PROBLEM REQUIREMENTS ▸ Your job is to copy every line in the material containing the word "Target".

THE DATA ▸
════════════════

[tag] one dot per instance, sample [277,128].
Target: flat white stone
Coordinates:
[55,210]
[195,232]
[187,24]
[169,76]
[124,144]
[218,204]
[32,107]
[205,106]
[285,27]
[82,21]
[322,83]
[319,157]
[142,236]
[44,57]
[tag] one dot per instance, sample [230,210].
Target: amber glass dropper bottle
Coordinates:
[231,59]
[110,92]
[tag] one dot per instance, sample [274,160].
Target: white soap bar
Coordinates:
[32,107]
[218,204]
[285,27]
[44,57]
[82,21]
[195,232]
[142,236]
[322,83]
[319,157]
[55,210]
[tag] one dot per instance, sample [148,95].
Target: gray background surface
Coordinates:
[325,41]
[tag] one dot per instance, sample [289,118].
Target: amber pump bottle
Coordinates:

════════════════

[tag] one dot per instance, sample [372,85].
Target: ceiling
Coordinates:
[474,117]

════════════════

RESPONSE BELOW ▸
Target: flat white stone
Target: amber glass dropper bottle
Target: white soap bar
Target: gray background surface
Target: amber pump bottle
Target: ceiling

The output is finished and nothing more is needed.